_Work instructions_.
Print out the material that follows word for word.

============================================================

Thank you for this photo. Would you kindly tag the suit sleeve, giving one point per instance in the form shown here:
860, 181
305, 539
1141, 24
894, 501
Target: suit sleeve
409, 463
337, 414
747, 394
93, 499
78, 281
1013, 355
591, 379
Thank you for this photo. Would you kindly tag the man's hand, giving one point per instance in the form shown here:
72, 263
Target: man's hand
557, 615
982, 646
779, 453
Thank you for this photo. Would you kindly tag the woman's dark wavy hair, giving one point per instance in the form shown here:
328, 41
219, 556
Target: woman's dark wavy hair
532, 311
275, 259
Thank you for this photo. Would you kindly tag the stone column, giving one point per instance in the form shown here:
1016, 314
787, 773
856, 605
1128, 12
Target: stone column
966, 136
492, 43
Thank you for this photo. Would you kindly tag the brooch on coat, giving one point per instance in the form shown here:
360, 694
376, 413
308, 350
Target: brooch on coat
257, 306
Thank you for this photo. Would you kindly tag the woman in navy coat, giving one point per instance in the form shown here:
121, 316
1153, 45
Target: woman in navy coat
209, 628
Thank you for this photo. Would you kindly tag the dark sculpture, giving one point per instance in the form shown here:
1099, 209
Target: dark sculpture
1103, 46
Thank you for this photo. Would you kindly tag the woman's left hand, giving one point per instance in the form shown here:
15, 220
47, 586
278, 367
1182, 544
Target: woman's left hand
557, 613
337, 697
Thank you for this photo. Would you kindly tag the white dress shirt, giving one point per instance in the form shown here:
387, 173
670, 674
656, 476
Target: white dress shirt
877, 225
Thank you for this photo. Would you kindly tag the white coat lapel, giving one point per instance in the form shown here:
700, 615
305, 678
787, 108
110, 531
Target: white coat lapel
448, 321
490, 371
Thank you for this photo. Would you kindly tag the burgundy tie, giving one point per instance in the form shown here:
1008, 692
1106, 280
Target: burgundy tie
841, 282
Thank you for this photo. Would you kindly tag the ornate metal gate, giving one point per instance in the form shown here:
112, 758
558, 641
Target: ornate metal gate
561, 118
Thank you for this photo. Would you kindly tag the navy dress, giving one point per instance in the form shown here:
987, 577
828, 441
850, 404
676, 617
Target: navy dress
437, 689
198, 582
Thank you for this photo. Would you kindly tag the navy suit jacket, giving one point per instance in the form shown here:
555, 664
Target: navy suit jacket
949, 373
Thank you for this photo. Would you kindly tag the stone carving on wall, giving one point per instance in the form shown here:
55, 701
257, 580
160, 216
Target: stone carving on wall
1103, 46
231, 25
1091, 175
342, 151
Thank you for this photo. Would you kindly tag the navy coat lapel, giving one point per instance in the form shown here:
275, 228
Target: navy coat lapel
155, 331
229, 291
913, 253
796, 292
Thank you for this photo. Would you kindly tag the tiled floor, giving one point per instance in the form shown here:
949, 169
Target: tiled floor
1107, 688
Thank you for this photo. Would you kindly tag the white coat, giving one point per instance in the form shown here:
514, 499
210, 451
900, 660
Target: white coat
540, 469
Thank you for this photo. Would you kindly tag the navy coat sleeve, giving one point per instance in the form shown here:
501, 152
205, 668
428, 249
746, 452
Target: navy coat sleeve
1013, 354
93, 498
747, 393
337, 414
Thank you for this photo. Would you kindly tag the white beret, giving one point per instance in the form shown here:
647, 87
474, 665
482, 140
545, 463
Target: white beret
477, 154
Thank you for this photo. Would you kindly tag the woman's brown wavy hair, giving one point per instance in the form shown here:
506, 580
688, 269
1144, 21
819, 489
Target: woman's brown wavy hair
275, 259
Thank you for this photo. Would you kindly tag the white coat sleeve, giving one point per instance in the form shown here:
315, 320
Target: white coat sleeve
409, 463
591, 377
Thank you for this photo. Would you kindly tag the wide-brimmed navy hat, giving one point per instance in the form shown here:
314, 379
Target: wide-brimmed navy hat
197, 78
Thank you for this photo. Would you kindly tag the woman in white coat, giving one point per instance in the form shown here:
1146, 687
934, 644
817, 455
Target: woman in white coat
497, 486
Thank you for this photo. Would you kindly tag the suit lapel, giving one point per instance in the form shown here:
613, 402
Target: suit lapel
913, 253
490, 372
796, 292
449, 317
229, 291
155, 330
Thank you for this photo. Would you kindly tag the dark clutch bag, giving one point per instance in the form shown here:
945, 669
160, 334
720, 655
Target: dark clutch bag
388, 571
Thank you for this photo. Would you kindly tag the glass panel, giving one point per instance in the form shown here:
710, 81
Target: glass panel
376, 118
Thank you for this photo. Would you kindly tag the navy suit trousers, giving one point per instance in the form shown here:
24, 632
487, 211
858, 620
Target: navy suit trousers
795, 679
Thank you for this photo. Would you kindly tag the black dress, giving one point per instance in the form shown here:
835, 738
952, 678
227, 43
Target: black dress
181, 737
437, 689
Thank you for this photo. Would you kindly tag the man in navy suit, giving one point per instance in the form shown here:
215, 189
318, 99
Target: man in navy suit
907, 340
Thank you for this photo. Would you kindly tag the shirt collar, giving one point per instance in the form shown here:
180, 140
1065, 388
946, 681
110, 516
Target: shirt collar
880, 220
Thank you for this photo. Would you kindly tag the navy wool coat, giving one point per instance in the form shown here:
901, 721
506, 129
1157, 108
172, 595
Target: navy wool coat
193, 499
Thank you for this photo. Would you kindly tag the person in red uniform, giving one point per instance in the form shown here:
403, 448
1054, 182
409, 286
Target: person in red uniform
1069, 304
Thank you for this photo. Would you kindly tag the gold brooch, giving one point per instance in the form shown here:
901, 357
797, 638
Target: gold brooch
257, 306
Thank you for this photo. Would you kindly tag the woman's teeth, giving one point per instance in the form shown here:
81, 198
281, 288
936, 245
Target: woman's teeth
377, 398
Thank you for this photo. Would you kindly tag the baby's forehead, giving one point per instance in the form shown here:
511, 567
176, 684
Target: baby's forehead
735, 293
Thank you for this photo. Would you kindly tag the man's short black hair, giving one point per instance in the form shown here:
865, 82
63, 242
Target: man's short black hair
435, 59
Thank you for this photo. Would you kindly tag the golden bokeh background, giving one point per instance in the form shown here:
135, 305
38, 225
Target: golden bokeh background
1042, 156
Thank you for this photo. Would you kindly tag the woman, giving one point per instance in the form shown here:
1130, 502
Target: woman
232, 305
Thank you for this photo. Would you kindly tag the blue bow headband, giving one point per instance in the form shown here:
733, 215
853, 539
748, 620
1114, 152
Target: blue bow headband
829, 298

============================================================

_Result_.
Thank you for this photo. Would you kindly tag the suit sleeve, giving one point per instance in the form shown here:
860, 181
305, 539
1141, 24
894, 501
Target: suit sleeve
409, 463
337, 414
747, 394
93, 499
78, 281
1013, 355
591, 379
Thank you for this photo. Would you kindly tag the man's hand, giving one point per instance in the form shown here:
72, 263
Target: man's hand
557, 615
982, 646
779, 453
Thank you for this photo. Would you kindly tag the woman's dark wavy hair, giving one point per instance in the form shown here:
328, 41
219, 556
Target: woman's dark wavy hair
532, 311
275, 259
Thank you for this photo. Would you kindly tag the stone column, giving one point per instance in the form shown here:
1016, 314
787, 773
856, 605
1128, 12
Target: stone column
966, 136
492, 43
Thank you for this photo. Would you kindly tag the brooch on coat, giving one point per instance in the form shown here:
360, 694
376, 413
308, 350
Target: brooch on coat
257, 306
Thank you for this photo. Would you kindly tag the woman in navy coat, giving one point per instance in the form shown here:
121, 316
1153, 45
Target: woman in navy coat
209, 628
Thank you for this photo. Would you kindly tag the dark sculpture, giving one point per instance in the form shown here:
1099, 209
Target: dark sculpture
1103, 46
Thank you for this photo. Would you kindly tag the woman's left hand, giving one point per instance in the form shown here:
15, 220
47, 586
278, 367
1182, 544
Target: woman's left hand
557, 613
337, 697
Thank you for this photo. Would you kindly tag the white dress shirt, giving one point per instance in the form shown here:
387, 173
670, 674
656, 476
Target: white dress shirt
877, 225
Thank you for this photo. Would you kindly tag the white coat lapel, giving one point per instance in the form shown here:
700, 615
305, 678
787, 108
110, 531
Target: white coat lapel
448, 321
490, 371
Thank you for this photo. Would you kindly tag the burgundy tie, giving one point per instance in the form shown here:
1008, 692
1106, 280
Target: burgundy tie
841, 282
Thank you for this photo. Would you kindly tag the ornate metal gate, giving one point per instance in the form shown here:
112, 758
558, 641
Target: ornate metal gate
561, 118
Thank you for this photo. Would you kindly tag the navy dress, giving one point per instance in the form shown here:
987, 577
828, 441
850, 404
676, 617
Target: navy dress
437, 689
198, 582
Thank you for this photo. Would you kindly tag the navy suit jacket, giving one point per instance in the form shown here:
555, 664
Target: navy suit jacket
949, 373
Thank you for this photo. Would you kindly tag the stone carving on wall, giving one point per instance in the form shown here:
55, 701
257, 580
160, 216
Target: stone carving on wall
1103, 46
231, 25
1091, 175
342, 151
Thank you for this photo. Would you kindly tag the navy coat lapel, giving one point per instance in the form shown here:
275, 228
Target: navy coat lapel
155, 331
229, 291
913, 253
796, 292
Thank you for this photo. Would you kindly tag the tiled floor, giving one point per instance in the form shown here:
949, 169
Target: tiled floor
1107, 688
Thank you for this photo. Would you kindly tag the white coat, giving one point per instance in the form shown here:
514, 499
210, 451
900, 660
Target: white coat
540, 469
Thank you for this photo. Would you kindly tag the navy coat sleeve, giving one point per instance in the form shown here:
501, 152
205, 668
428, 249
746, 452
Target: navy coat sleeve
1013, 354
93, 498
747, 393
337, 414
Thank you for this photo. Would you kindly tag the white beret, giving one point per instance in the form shown here:
647, 87
474, 665
482, 140
545, 463
Target: white beret
477, 154
Thank you for this photo. Would you kindly tag the woman's brown wavy hair, giving one point per instance in the form shown here:
506, 580
688, 269
1144, 21
819, 489
Target: woman's brown wavy hair
275, 259
Thank you for this photo. Would you kindly tag the white coat sleeve, giving one point per instance in the form shown here:
315, 320
Target: white coat sleeve
409, 463
591, 377
Thank you for this photo. Would you kindly tag the wide-brimmed navy hat, giving one point per instance in the form shown here:
314, 379
Target: wide-brimmed navy hat
197, 78
Thank you for this photo. Would you kindly tag the woman in white coat, giving one point per instance in the form shown here:
1146, 687
934, 644
817, 455
Target: woman in white coat
497, 486
Thank you for this photo. Would you kindly tag the suit lapel, giving one point per instance in the form shown here:
613, 402
Target: suit lapel
913, 253
490, 372
796, 292
449, 317
229, 291
155, 330
Thank you for this photo. Would you kindly tag the dark clutch bag, giving one point per instance in the form shown here:
945, 669
160, 334
720, 655
Target: dark clutch bag
388, 571
Thank you for this photo. Would you kindly tag the glass panel, giving one point per instance in the form shown here:
710, 81
Target: glass panel
376, 118
Thank you for this photo. Would you kindly tag the navy suit trousers, giving one point per instance in the form shown here:
24, 632
487, 211
858, 620
Target: navy suit trousers
795, 679
Thank you for this photo. Would you kindly tag the black dress, giving one point per instance in the form shown here:
835, 738
952, 678
227, 43
Target: black dress
181, 737
437, 689
Thank you for this photo. Would you kindly tag the man in navy suit, giving one point per instance in the form shown here:
215, 189
318, 99
Target: man in navy suit
907, 340
Thank you for this photo. Would you kindly tag the shirt collar, giving one point per instance in the form shown here:
180, 140
1065, 388
946, 681
110, 516
Target: shirt collar
880, 220
Thank you for this photo. Would you kindly tag the navy wool coat, giving one point per instance in the form shown here:
901, 721
506, 129
1157, 108
172, 595
Target: navy wool coat
193, 499
Thank you for this photo. Would you kindly tag the person in red uniform, giving one point per instance in the form shown here:
403, 448
1054, 182
409, 286
Target: person in red uniform
1069, 304
Thank you for this photo. Would you kindly tag the gold brooch, giving one point per instance in the form shown here:
901, 357
797, 638
Target: gold brooch
257, 306
Thank you for this photo. Would you kindly tag the woman's teeth, giving one point per instance in the form shown here:
81, 198
281, 288
936, 245
Target: woman's teeth
377, 398
Thank you for this photo. Would you kindly tag the baby's forehead, giving one point per instance in the form shown here:
511, 567
176, 684
Target: baby's forehead
735, 293
Thank you for this photo. Would you kindly tag the man's short black hair, giving one point per instance in the form shown here:
865, 82
63, 242
Target: man's short black hair
435, 59
Thank you for this photo. Would you kindly tag the golden bokeh background, giving one point per instance in the form shown here:
135, 305
38, 225
Target: golden bokeh background
1042, 156
Thank you for this photo. Would you kindly tag the woman, giving one point per instance in the form shown here:
1130, 502
Target: woman
232, 305
Thank you for this photo. Would you kindly tag the blue bow headband, giving one point per instance in the form shown here:
733, 215
853, 539
748, 620
1114, 152
Target: blue bow headband
829, 298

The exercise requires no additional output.